### Complete the following
A. In the article on turning plastic into paracetamol, what nutrient essential for E. coli growth does the designed Lossen rearrangement produce?
B. Render this sentence from the article on turning plastic into paracetamol in Spanish: "Stephen Wallace, a chemical biotechnology researcher, led the work."
C. Carry the article on turning plastic into paracetamol forward by one paragraph, picking up after its final sentence.

━━━ Passage for review

Researchers turn plastic into paracetamol

Researchers at the University of Edinburgh have engineered a strain of Escherichia coli that relies on small molecules from waste polyethylene terephthalate (PET) plastic bottles to survive. The synthetic metabolic process they designed converts nearly 100% of PET-derived substrates into the world’s most commonly used painkiller, acetaminophen, also called paracetamol in many parts of the world, including Scotland (Nature Chemistry 2025, DOI: 10.1038/s41557-025-01845-5).

Conventional pharmaceutical manufacturing has an enormous carbon footprint—55% more emission intensive than that of the automotive industry—but this new method leaves virtually no carbon emissions. The researchers say plastic waste could shift from being an environmental burden to a feedstock for pharmaceutical products.

Stephen Wallace, a chemical biotechnology researcher, led the work. The team is the first to combine the Lossen rearrangement—a synthetic reaction—with a living organism’s metabolic systems, and they did so without harming the cells or disrupting their natural biological functions.

Discovered in 1872 by Wilhelm Lossen, this nonenzymatic reaction converts hydroxamate esters into isocyanates and then amines. The researchers designed a rearrangement that starts from an O-acyl-substituted hydroxamate ester substrate and produces p-aminobenzoic acid (PABA), a nutrient essential for E. coli growth. When the team grew PABA-deficient E. coli cultures in the presence of the substrate and various transition-metal catalysts, they found that the bacteria grew even without catalysts being present. Further tests showed the Lossen substrate could be converted to PABA in the presence of phosphate in the growth medium.

“This reaction happens without enzymes, is well tolerated by cells, and is stimulated by phosphate and active bacterial metabolism—making it a promising route for biocompatible chemical transformations,” Wallace says.

Although the researchers initially wanted to see if synthetic products could be made safely in microbial cells, they realized that Lossen substrates could also be made from waste materials. Specifically, breaking down PET plastic to terephthalic acid can form a modified version of the Lossen substrate, called PET-1, which serves as a precursor for PABA production.

━━━━━━
━━━ Extracted records

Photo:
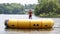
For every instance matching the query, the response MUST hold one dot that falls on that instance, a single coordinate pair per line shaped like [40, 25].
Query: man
[30, 14]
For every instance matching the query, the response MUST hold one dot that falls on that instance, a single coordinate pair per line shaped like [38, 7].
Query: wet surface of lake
[54, 30]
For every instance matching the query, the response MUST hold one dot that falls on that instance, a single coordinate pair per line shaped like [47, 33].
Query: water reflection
[27, 31]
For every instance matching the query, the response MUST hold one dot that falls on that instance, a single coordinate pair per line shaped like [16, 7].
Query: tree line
[47, 8]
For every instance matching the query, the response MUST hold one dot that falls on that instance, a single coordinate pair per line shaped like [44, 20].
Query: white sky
[20, 1]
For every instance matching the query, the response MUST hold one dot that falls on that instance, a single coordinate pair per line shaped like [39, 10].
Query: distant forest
[14, 8]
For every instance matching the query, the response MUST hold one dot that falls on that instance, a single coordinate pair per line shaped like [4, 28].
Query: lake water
[54, 30]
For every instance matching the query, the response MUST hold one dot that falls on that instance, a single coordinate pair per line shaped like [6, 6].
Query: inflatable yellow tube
[29, 23]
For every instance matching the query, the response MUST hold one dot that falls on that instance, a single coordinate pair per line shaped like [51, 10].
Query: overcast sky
[20, 1]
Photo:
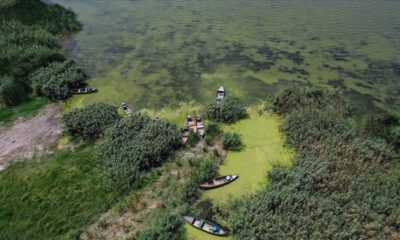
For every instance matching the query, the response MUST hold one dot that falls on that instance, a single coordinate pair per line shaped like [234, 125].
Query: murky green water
[153, 53]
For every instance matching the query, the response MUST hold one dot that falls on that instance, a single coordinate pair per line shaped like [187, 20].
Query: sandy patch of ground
[27, 137]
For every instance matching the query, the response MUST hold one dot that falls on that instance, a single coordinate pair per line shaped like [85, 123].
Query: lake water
[157, 53]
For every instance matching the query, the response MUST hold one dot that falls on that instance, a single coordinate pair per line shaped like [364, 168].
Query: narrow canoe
[83, 90]
[206, 226]
[218, 182]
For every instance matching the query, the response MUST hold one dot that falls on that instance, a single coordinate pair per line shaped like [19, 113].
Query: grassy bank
[26, 109]
[52, 197]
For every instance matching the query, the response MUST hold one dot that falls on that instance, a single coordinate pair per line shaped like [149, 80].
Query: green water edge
[264, 149]
[154, 54]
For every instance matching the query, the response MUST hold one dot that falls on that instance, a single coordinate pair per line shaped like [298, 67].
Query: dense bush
[193, 139]
[342, 186]
[27, 43]
[207, 170]
[56, 80]
[386, 127]
[12, 92]
[134, 145]
[229, 111]
[232, 141]
[91, 121]
[168, 226]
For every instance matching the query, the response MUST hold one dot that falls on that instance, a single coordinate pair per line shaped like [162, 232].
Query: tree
[91, 121]
[134, 145]
[232, 141]
[56, 80]
[229, 111]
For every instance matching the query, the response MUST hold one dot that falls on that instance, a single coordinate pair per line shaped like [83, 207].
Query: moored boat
[206, 226]
[218, 182]
[220, 95]
[83, 90]
[185, 134]
[200, 125]
[126, 109]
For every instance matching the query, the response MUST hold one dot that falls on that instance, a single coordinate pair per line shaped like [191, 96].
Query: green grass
[53, 197]
[26, 109]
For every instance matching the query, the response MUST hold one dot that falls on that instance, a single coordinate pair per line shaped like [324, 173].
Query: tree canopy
[91, 121]
[134, 145]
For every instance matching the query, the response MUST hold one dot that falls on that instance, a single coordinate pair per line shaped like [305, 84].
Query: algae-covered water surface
[153, 53]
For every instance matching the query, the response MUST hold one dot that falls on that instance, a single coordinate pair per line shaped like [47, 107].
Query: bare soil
[30, 136]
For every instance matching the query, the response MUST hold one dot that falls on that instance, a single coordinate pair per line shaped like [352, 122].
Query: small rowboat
[206, 226]
[126, 109]
[83, 90]
[220, 95]
[218, 182]
[200, 126]
[185, 134]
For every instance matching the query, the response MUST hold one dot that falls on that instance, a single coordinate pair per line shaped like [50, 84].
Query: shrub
[91, 121]
[134, 145]
[168, 226]
[193, 139]
[190, 192]
[232, 141]
[229, 111]
[12, 92]
[207, 170]
[56, 80]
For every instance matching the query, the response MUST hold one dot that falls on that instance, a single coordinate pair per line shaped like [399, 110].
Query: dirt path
[27, 137]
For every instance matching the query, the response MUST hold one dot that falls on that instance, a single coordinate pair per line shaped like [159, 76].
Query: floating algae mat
[264, 149]
[153, 54]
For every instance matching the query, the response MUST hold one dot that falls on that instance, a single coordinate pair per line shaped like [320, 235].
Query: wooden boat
[200, 126]
[191, 123]
[126, 109]
[218, 182]
[206, 226]
[220, 95]
[185, 134]
[83, 90]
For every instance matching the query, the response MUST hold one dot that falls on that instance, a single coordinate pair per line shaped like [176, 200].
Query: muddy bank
[30, 136]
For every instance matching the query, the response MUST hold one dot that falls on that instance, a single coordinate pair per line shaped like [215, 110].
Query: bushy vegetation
[193, 139]
[54, 197]
[342, 185]
[29, 33]
[56, 80]
[229, 111]
[206, 171]
[232, 141]
[134, 145]
[168, 226]
[26, 109]
[385, 126]
[91, 121]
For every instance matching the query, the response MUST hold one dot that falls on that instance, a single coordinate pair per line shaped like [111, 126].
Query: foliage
[28, 108]
[232, 141]
[207, 170]
[12, 92]
[229, 111]
[27, 43]
[91, 121]
[342, 186]
[193, 139]
[213, 130]
[385, 126]
[53, 196]
[52, 18]
[168, 226]
[134, 145]
[190, 192]
[55, 80]
[294, 97]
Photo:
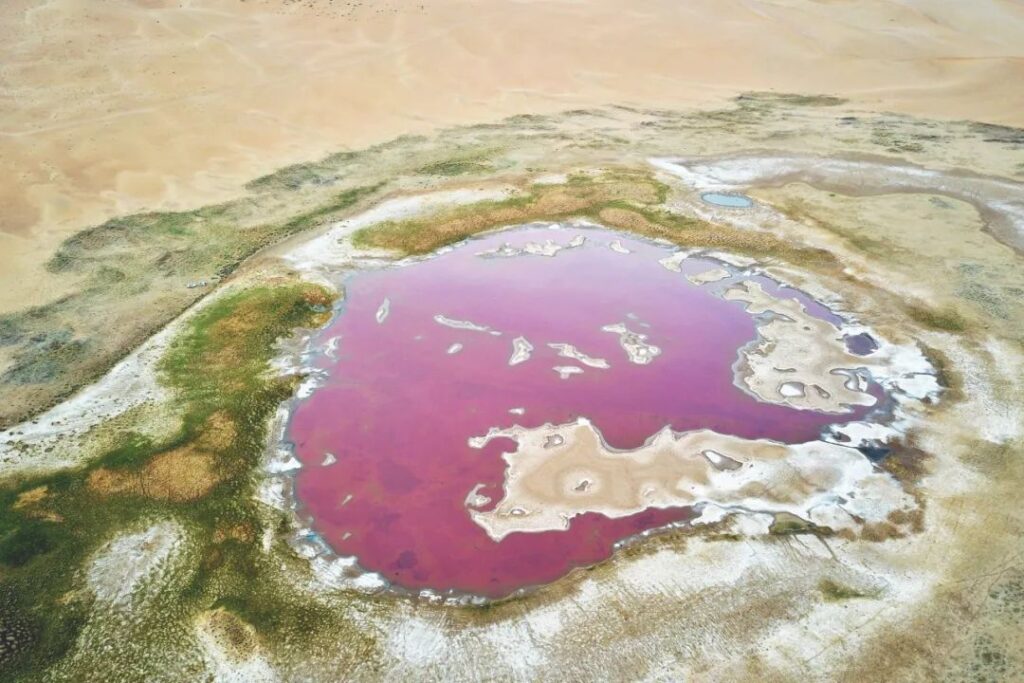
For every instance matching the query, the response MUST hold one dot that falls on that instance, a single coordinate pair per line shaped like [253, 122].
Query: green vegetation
[944, 321]
[785, 523]
[623, 200]
[455, 167]
[834, 591]
[137, 272]
[217, 368]
[790, 99]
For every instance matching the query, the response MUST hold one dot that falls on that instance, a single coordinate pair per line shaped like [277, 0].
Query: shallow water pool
[526, 327]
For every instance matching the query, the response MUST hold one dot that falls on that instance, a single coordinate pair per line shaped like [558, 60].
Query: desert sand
[156, 104]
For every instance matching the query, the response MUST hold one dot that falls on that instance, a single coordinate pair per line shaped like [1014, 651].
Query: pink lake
[396, 408]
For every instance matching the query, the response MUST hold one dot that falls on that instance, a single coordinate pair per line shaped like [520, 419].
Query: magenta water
[386, 464]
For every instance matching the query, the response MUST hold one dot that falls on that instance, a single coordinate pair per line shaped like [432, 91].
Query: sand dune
[114, 108]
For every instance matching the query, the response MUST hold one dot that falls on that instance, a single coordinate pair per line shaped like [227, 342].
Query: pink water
[396, 410]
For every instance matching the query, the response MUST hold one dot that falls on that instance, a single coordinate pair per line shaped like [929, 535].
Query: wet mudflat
[524, 327]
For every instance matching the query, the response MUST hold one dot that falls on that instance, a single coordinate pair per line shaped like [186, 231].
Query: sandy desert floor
[159, 104]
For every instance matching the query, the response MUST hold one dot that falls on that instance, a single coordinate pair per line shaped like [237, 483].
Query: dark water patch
[419, 361]
[861, 344]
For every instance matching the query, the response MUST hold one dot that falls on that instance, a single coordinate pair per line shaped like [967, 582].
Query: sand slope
[114, 108]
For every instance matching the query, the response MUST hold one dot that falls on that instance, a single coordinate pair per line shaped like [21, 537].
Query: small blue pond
[728, 201]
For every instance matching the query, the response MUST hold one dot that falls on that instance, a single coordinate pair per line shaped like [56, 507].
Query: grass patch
[626, 201]
[136, 273]
[944, 321]
[453, 167]
[217, 368]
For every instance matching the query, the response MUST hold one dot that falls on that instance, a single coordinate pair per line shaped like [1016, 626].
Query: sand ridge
[117, 108]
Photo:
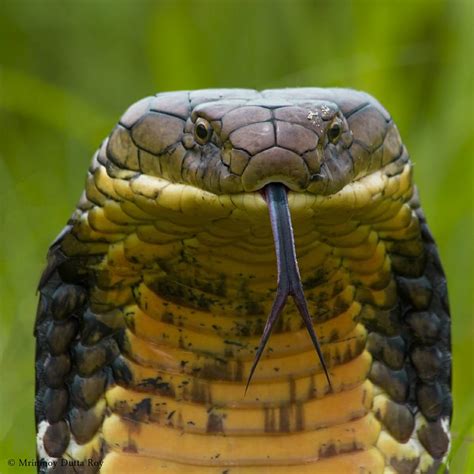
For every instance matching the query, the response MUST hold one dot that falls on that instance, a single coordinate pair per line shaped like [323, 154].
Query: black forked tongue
[289, 279]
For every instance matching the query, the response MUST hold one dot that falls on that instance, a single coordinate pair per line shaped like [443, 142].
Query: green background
[69, 68]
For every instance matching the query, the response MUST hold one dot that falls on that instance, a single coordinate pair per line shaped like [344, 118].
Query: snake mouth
[289, 279]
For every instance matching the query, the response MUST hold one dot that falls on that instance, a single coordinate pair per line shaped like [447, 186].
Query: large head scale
[232, 141]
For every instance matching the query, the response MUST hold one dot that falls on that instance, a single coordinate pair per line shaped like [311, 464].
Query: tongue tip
[289, 279]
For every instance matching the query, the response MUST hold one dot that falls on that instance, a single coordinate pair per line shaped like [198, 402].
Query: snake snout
[276, 165]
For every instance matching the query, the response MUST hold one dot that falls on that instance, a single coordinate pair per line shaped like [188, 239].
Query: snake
[247, 285]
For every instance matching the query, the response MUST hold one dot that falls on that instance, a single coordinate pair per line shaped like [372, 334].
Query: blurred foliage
[69, 68]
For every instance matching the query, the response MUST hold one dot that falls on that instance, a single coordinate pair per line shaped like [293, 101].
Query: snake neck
[189, 290]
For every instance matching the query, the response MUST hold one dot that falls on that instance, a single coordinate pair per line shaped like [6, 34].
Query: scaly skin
[156, 294]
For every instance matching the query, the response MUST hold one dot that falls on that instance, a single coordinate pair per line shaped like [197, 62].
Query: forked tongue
[289, 279]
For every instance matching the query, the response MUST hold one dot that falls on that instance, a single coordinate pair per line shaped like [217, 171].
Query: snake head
[237, 140]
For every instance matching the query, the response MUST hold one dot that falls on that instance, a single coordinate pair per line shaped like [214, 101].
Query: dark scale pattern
[252, 137]
[411, 348]
[75, 348]
[423, 345]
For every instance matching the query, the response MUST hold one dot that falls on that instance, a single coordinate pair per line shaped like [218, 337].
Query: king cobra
[247, 285]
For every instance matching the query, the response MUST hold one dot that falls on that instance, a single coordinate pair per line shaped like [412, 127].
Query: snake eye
[202, 131]
[334, 131]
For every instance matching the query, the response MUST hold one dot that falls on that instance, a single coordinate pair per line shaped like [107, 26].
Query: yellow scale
[186, 409]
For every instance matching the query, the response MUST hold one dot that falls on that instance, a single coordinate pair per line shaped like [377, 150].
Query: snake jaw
[289, 279]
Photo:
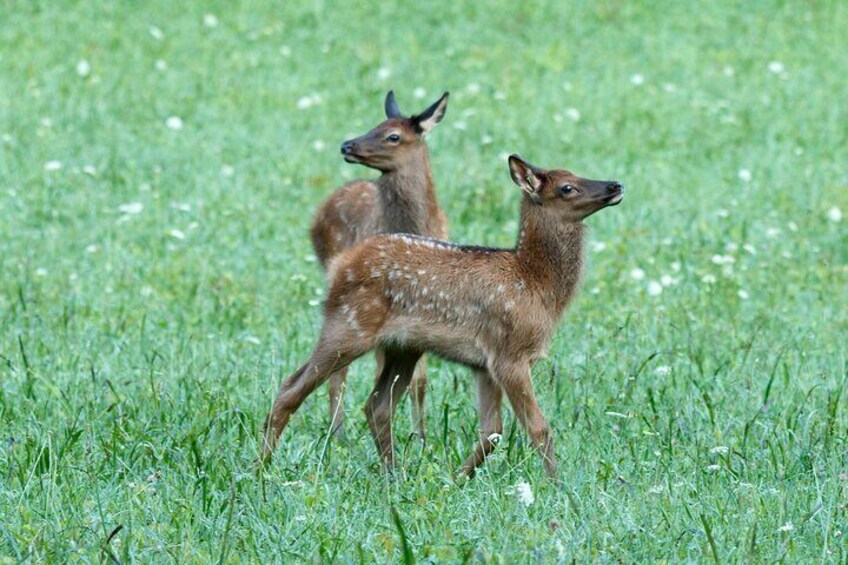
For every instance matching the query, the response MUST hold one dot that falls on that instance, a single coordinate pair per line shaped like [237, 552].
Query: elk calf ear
[427, 120]
[525, 175]
[392, 111]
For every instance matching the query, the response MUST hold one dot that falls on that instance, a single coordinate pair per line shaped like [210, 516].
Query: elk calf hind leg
[326, 358]
[519, 389]
[489, 397]
[418, 393]
[392, 383]
[338, 385]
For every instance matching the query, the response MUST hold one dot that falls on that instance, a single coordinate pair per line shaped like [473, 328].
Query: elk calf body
[401, 200]
[493, 310]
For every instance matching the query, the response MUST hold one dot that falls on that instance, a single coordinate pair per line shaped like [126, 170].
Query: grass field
[159, 164]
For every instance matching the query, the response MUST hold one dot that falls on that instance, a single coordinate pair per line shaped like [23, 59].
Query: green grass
[136, 366]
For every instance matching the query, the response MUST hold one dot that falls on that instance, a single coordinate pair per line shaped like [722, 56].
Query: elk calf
[401, 200]
[493, 310]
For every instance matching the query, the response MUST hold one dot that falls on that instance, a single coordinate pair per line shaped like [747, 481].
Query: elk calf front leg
[393, 381]
[515, 380]
[489, 411]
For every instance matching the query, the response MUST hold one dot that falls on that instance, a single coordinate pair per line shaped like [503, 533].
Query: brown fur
[401, 200]
[493, 310]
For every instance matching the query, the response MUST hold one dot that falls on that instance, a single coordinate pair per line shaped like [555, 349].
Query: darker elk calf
[401, 200]
[493, 310]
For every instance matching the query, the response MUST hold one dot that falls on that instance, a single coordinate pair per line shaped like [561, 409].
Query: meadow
[159, 166]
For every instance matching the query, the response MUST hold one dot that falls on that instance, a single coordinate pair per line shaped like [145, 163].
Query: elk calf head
[561, 192]
[390, 144]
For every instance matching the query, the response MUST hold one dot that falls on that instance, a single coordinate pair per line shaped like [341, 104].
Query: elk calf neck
[401, 200]
[493, 310]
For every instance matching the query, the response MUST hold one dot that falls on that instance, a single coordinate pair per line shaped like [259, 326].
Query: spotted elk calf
[493, 310]
[401, 200]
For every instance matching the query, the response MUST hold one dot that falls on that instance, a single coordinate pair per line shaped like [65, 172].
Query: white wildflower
[723, 259]
[776, 67]
[83, 68]
[304, 102]
[131, 208]
[174, 123]
[524, 493]
[654, 288]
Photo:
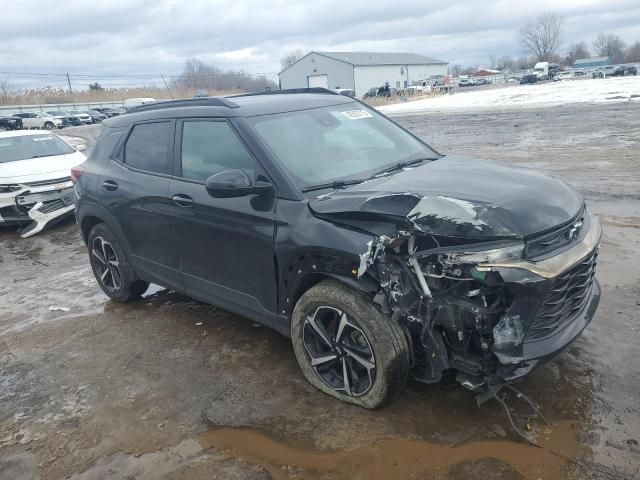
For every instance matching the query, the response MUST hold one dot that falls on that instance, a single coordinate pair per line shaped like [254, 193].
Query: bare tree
[291, 58]
[506, 63]
[577, 51]
[541, 38]
[455, 70]
[196, 75]
[610, 45]
[632, 53]
[5, 91]
[524, 62]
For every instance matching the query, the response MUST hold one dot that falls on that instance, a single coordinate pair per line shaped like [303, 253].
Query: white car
[562, 76]
[38, 120]
[84, 117]
[35, 179]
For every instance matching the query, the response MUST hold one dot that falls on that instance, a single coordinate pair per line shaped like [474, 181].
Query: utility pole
[69, 82]
[166, 85]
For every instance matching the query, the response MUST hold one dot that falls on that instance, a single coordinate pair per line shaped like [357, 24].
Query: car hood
[39, 169]
[458, 197]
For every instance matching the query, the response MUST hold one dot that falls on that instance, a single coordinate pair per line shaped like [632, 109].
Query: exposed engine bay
[488, 311]
[36, 205]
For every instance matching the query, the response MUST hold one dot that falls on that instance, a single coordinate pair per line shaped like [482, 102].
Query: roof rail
[186, 102]
[321, 90]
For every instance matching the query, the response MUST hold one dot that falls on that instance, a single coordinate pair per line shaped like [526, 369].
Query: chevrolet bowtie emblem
[574, 231]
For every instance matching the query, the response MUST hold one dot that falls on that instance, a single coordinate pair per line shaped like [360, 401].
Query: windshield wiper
[334, 184]
[400, 166]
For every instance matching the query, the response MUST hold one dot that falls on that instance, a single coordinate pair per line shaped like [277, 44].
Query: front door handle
[182, 200]
[110, 185]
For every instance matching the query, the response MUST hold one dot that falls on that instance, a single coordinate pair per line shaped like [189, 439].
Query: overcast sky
[143, 37]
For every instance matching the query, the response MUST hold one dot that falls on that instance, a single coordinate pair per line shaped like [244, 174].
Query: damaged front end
[36, 204]
[476, 301]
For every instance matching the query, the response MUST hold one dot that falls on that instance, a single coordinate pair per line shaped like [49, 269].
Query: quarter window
[148, 147]
[212, 147]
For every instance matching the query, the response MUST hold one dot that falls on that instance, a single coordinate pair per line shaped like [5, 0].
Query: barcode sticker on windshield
[356, 114]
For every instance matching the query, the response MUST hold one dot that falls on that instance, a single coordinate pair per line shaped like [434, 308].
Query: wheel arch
[89, 215]
[305, 282]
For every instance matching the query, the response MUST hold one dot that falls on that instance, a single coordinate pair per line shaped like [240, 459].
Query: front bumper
[556, 298]
[37, 206]
[538, 352]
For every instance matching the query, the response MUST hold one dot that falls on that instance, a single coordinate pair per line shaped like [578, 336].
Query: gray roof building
[375, 58]
[592, 62]
[361, 71]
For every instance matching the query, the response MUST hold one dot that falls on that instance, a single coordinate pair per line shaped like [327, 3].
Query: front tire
[347, 348]
[110, 265]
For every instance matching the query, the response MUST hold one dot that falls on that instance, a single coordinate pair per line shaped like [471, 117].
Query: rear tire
[110, 265]
[370, 350]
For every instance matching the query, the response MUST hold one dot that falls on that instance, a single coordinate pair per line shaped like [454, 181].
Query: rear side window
[212, 147]
[105, 147]
[148, 147]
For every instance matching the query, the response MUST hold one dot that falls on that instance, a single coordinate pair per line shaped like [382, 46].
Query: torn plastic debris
[454, 210]
[56, 308]
[38, 206]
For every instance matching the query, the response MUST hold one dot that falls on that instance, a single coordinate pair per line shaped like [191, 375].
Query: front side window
[148, 147]
[337, 142]
[212, 147]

━━━━━━

### Answers
A. p-Aminobenzoic acid (PABA).

B. Stephen Wallace, investigador en biotecnología química, dirigió el trabajo.

C.
With this in mind, the team investigated if engineered E. coli could forge an entirely new metabolic pathway to produce acetaminophen from PET-1.

The resulting Lossen rearrangement begins at 50 °C in a phosphate buffer, followed by the addition of PABA-deficient E. coli cells, which express PANAT and ABH60—two microbial enzymes responsible for synthesizing paracetamol from PABA. Incubating the cells at 37 °C resulted in paracetamol production with an 83% yield from PET-1. Further optimization by adjusting the protein expression conditions resulted in an even higher yield of 92%.

Mikael Elias, a University of Minnesota biochemist not involved in the study, finds the 92% yield really impressive, saying augmenting biological systems with synthetic catalysts, cofactors, and incorporated unnatural amino acids could create a versatile platform, expanding the chemistry possible within these systems.

There is growing industry momentum toward sustainable manufacturing, but Elias says that implementing this technology commercially could face several barriers, including navigating complicated regulatory processes. That said, “The technology could integrate with existing enzymatic PET depolymerization technologies to create comprehensive and circular waste-to-pharmaceutical platforms,” he says.